■ Work instructions
Word for word, restate the lines of the listing from the one that holds "Run detection on white" through the very last line, and nothing more.

■ Raw data
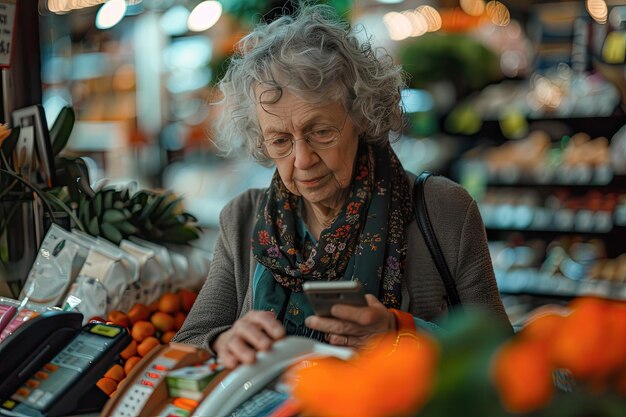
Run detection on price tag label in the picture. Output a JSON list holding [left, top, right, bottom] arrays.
[[0, 0, 16, 68]]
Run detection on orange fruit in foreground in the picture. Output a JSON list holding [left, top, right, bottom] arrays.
[[551, 297, 607, 379], [179, 289, 197, 313], [293, 332, 437, 417], [161, 331, 176, 344], [492, 340, 553, 414], [104, 364, 125, 382], [137, 336, 161, 357], [96, 377, 117, 396], [124, 356, 142, 376], [159, 293, 181, 314], [107, 310, 130, 328], [520, 312, 566, 346], [151, 311, 175, 332], [131, 320, 155, 343], [127, 303, 151, 325], [174, 311, 186, 331], [120, 340, 137, 360]]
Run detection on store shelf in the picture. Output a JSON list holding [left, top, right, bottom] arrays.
[[496, 268, 626, 300], [485, 167, 626, 188], [481, 205, 626, 233], [442, 108, 626, 141]]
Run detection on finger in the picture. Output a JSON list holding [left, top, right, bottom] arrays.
[[330, 306, 382, 328], [229, 337, 258, 365], [246, 311, 286, 339], [217, 349, 240, 369], [327, 333, 369, 349], [326, 333, 348, 346], [306, 315, 357, 336], [237, 321, 275, 351], [364, 293, 383, 307]]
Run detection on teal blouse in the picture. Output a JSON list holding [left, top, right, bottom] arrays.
[[252, 215, 441, 336]]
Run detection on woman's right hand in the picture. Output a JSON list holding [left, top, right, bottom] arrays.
[[213, 310, 286, 369]]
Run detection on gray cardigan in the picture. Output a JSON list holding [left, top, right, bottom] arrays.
[[173, 174, 510, 352]]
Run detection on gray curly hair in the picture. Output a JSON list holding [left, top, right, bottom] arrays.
[[214, 3, 405, 165]]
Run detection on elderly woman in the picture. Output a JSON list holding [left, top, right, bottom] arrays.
[[173, 4, 510, 368]]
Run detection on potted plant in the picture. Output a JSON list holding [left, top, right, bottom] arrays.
[[0, 107, 202, 298]]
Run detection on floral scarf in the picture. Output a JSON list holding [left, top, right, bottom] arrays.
[[251, 141, 414, 337]]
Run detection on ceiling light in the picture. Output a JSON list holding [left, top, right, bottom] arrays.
[[188, 1, 222, 32]]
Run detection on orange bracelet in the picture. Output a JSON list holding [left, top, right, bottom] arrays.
[[388, 308, 416, 333]]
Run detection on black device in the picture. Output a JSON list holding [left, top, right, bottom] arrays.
[[303, 281, 367, 317], [0, 311, 83, 401], [0, 322, 131, 417]]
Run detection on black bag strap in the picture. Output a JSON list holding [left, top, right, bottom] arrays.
[[413, 171, 462, 308]]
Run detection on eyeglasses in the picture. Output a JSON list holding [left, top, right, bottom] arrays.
[[259, 115, 348, 160]]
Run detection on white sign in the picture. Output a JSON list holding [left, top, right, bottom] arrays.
[[0, 0, 16, 68]]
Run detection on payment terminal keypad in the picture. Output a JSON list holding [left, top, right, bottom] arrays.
[[10, 331, 117, 411], [110, 356, 180, 417], [231, 389, 289, 417]]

■ Finished exercise
Run detection on white sign in the picture. Output a JSON list holding [left, top, right, bottom] arrays.
[[0, 0, 16, 68]]
Run detection on payment terminal keypad in the picture. Output a JSON list holding [left, top, right, bottom] arrays.
[[10, 331, 117, 411], [110, 356, 180, 417], [231, 389, 289, 417]]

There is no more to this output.